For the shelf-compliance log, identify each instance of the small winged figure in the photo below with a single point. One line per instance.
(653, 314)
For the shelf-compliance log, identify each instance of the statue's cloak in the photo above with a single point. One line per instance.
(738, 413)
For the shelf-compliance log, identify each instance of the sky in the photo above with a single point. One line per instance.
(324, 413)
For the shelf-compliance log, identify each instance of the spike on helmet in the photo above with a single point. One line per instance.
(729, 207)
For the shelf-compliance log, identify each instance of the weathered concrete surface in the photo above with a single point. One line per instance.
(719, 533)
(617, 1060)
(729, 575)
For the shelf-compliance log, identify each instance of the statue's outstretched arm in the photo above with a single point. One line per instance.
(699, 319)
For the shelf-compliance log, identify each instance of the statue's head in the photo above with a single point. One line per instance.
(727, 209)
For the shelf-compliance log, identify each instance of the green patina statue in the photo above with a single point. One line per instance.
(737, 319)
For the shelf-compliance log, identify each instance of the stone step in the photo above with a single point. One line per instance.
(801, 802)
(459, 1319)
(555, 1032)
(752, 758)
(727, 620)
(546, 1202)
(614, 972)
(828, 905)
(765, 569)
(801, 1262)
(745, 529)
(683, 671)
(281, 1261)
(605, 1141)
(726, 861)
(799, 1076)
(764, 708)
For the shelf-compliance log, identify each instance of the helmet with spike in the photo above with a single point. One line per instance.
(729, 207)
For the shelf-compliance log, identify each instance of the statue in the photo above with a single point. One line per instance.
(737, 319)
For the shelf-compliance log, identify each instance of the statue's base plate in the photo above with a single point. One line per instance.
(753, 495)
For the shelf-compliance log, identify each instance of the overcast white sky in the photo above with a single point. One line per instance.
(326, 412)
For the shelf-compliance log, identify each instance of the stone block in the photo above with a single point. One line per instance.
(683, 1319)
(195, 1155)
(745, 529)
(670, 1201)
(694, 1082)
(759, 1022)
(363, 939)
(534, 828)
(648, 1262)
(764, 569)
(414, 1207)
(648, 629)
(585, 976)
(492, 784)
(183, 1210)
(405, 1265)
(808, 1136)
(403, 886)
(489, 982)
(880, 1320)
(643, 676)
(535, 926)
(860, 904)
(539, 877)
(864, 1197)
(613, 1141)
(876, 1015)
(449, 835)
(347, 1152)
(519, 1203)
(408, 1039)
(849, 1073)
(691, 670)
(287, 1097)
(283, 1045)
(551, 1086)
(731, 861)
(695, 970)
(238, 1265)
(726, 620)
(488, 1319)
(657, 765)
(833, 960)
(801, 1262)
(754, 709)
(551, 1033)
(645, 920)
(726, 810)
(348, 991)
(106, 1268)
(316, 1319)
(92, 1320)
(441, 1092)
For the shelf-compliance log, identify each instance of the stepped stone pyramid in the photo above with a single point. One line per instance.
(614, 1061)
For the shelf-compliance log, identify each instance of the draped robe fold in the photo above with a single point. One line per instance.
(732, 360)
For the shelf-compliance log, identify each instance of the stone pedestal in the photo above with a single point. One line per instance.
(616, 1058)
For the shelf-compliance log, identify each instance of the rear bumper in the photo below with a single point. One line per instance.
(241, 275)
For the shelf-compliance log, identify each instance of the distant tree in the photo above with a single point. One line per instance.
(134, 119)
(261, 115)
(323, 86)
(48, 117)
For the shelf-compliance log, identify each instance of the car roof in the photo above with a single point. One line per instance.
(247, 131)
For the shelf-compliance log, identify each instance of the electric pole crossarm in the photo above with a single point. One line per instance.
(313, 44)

============

● EXERCISE GOAL:
Give an exact copy of all the data shown above.

● RESPONSE TO THIS EXERCISE:
For the shelf-compliance log, identify each instance of the small winged figure in the photo below with a single point. One line per instance.
(653, 314)
For the shelf-compliance log, identify each instance of the statue's cloak in the photo above with a single point. One line per instance.
(738, 413)
For the shelf-compliance log, identify each instance of the sky in the photo above with a single point. One line per instance.
(324, 413)
For the shelf-compliance log, identify each instance of the spike on helmet in the photo above with a single point. One line per instance.
(729, 207)
For the shelf-compliance log, identify each instance of the weathered concrete surface in the photo above with a single point. One line per instance.
(719, 533)
(617, 1060)
(729, 575)
For the shelf-compliance log, identify each instance of the statue's outstretched arm in the photo above with a single point. One line per instance.
(699, 319)
For the shelf-compliance log, identify each instance of the statue's head in the photo above with a single point. One line per instance.
(727, 209)
For the shelf-compliance log, identify each instance of the green patina statue in the photo above with a single point. One line per instance.
(737, 319)
For the shelf-compliance log, identify each instance of the stone step in the photo above with a single point. One line per instance.
(801, 802)
(459, 1319)
(555, 1032)
(752, 758)
(727, 620)
(546, 1202)
(614, 972)
(828, 905)
(765, 569)
(801, 1262)
(745, 529)
(683, 671)
(281, 1261)
(605, 1141)
(726, 861)
(799, 1076)
(764, 708)
For the shelf-compliance log, identify each instance of the helmet with spike in the photo above with a single point. One line per instance.
(729, 207)
For the shelf-compliance log, identify each instance of the statue in the photo above with a single point. One line per instance.
(737, 319)
For the shelf-compliance log, identify each instance of the statue's base plate in the photo above with a single point. One line per instance.
(753, 495)
For the shelf-compliance log, identify each instance of the overcast white sky in the photo above with a single point. One line per instance.
(326, 412)
For the shelf-compliance log, identify each instance of the stone block in the photo above with a single point. One line per instance.
(683, 1319)
(195, 1155)
(745, 529)
(670, 1201)
(694, 1082)
(759, 1022)
(363, 939)
(534, 828)
(648, 1262)
(764, 569)
(414, 1207)
(648, 629)
(585, 976)
(492, 784)
(183, 1210)
(405, 1265)
(808, 1136)
(403, 886)
(489, 982)
(880, 1320)
(643, 676)
(535, 926)
(860, 904)
(539, 877)
(864, 1197)
(613, 1141)
(876, 1015)
(449, 835)
(347, 1152)
(519, 1203)
(408, 1039)
(849, 1073)
(691, 670)
(287, 1097)
(283, 1045)
(551, 1086)
(731, 861)
(695, 970)
(238, 1265)
(726, 620)
(488, 1319)
(657, 765)
(833, 960)
(801, 1262)
(754, 709)
(551, 1033)
(645, 920)
(726, 810)
(348, 991)
(106, 1268)
(316, 1319)
(92, 1320)
(441, 1092)
For the shelf-compliance log, identify each instance of the stepped stone pyramid in the photo above with a single point. One line per instance.
(614, 1061)
For the shelf-compliance log, identify each instance of the draped robe fold in the photo above with a single point. One line per instance.
(732, 360)
For the shelf-compliance log, identify each instance of the stone pedestal in the photo above with a single point. One line per instance.
(616, 1058)
For the shelf-compliance log, identify each instance of the rear bumper in the photo below with a single point. One line per instance.
(241, 275)
For the shelf-compliance log, identify each instance of the distant tree in the photo above with a single point. One line per instance.
(134, 119)
(261, 115)
(323, 86)
(48, 117)
For the shelf-compliance log, identify each instance of the car roof in the photo above with a single point. One line per instance.
(247, 131)
For the shelf-compliance log, identify each instance of the electric pole crossarm in the photo above with a single point. One line per instance.
(313, 44)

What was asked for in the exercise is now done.